== Selesaikan Tugas Berikut ==
[1] Tuliskan kembali secara persis bagian teks halaman yang terletak antara "Ada tujuh bentuk" dan "sesuatu dalam jabatannya)", termasuk keduanya.
[2] Berdasarkan teks halaman, jelaskan dalam satu hingga tiga kalimat mengapa korupsi digolongkan sebagai kejahatan luar biasa (extraordinary crime).

== Teks Halaman ==
-----
Minggu, 31 Desember 2017

Pengembangan Budaya Anti Korupsi dan Pengendalian Gratifikasi di Lingkungan Pemerintahan

www.google.com

Kejahatan korupsi digolongkan sebagai extraordinary crime atau kejahatan luar biasa. Extraordinary crime adalah sebuah kejahatan luar biasa yang menuntut penanganan dan pencegahan yang luar biasa. Mengapa korupsi dapat digolongkan sebagai extraordinary crime? Karena korupsi bukan lagi sebuah kejahatan yang biasa, dalam perkembangannya korupsi telah terjadi secara sistematis dan meluas. Menimbulkan efek kerugian negara dan dapat menyengsarakan rakyat. Karena itulah korupsi kini dianggap sebagai kejahatan luar biasa (extraordinary crime). Kejahatan korupsi telah disejajarkan dengan tindakan terorisme. 

Mengapa korupsi bisa terjadi? Ada sebuah teori yang dikemukakan oleh Jack Bologne (Bologne : 2006), yang dikenal dengan teori GONE. Ilustrasi GONE Theory terkait dengan faktor-faktor yang menyebabkan terjadinya kecurangan atau korupsi meliputi Greeds (keserakahan), Opportunities (kesempatan), Needs (kebutuhan) dan Exposure (pengungkapan). Greed terkait keserakahan dan kerakusan para pelaku korupsi. Koruptor adalah orang yang tidak puas akan keadaan dirinya. Opportuniy merupakan sistem yang memberi peluang untuk melakukan korupsi, yang bisa diperluas keadaan organisasi atau masyarakat yang sedemikian rupa sehingga terbuka kesempatan bagi seseorang untuk melakukan kecurangan. Needs yaitu sikap mental yang tidak pernah merasa cukup, selalu sarat dengan kebutuhan yang tidak pernah usai. Exposure terkait dengan hukuman yang dijatuhkan kepada para pelaku korupsi yang tidak memberi efek jera pelaku maupun orang lain sehingga tidak membuat takut pelaku.

Ada tujuh bentuk korupsi menurut Buku Saku yang dikeluarkan oleh KPK atau Komisi Pemberantasan Korupsi (KPK : 2006) yaitu sebagai berikut.

1. Kerugian Keuangan Negara, (Secara melawan hukum melakukan perbuatan memperkayadiri sendiri atau orang lain atau korporasi; Dengan tujuan menguntungkan diri sendiri atau orang lain atau korporasi, menyalahgunakan kewenangan, kesempatan atau saranayang ada).
2.  Suap Menyuap, (Memberi atau menjanjikan sesuatu kepada Pegawai Negeri atau penyelenggara negara dengan maksud supaya berbuat sesuatu atau tidak berbuat sesuatu dalam jabatannya)
3.    Penggelapan dalam Jabatan, (Pegawai negeri atau orang selain pegawai negeri yang ditugaskan menjalankan suatu jabatan umum secara terus menerus atau untuk sementara waktu, dengan sengaja menggelapkan uang atau surat berharga yang disimpan karena jabatannya, atau uang/surat berharga tersebut diambil atau digelapkan oleh orang lain atau membantu dalam melakukan perbuatan tersebut).
-----
== Bahan yang Disediakan ==
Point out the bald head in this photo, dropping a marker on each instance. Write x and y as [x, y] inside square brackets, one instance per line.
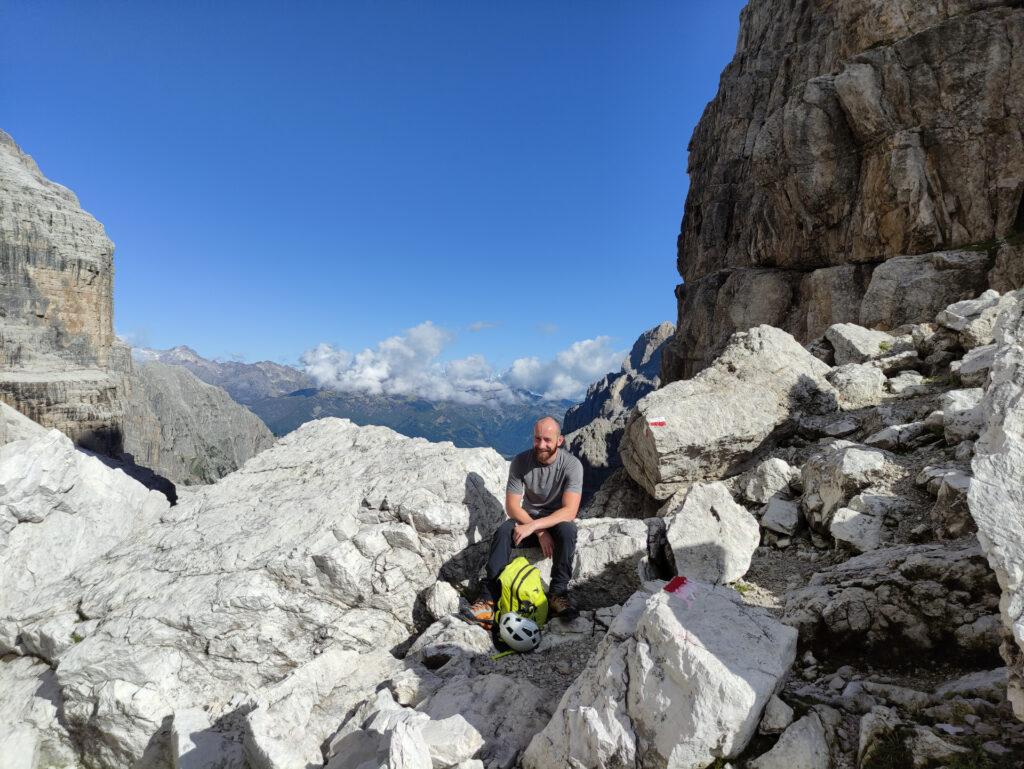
[547, 438]
[548, 424]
-----
== Jawaban Tiap Tugas ==
[1]
Ada tujuh bentuk korupsi menurut Buku Saku yang dikeluarkan oleh KPK atau Komisi Pemberantasan Korupsi (KPK : 2006) yaitu sebagai berikut.

1. Kerugian Keuangan Negara, (Secara melawan hukum melakukan perbuatan memperkayadiri sendiri atau orang lain atau korporasi; Dengan tujuan menguntungkan diri sendiri atau orang lain atau korporasi, menyalahgunakan kewenangan, kesempatan atau saranayang ada).
2.  Suap Menyuap, (Memberi atau menjanjikan sesuatu kepada Pegawai Negeri atau penyelenggara negara dengan maksud supaya berbuat sesuatu atau tidak berbuat sesuatu dalam jabatannya)

[2] Korupsi digolongkan sebagai kejahatan luar biasa karena tidak lagi merupakan kejahatan biasa. Dalam perkembangannya, korupsi telah terjadi secara sistematis dan meluas. Korupsi juga menimbulkan kerugian negara dan dapat menyengsarakan rakyat.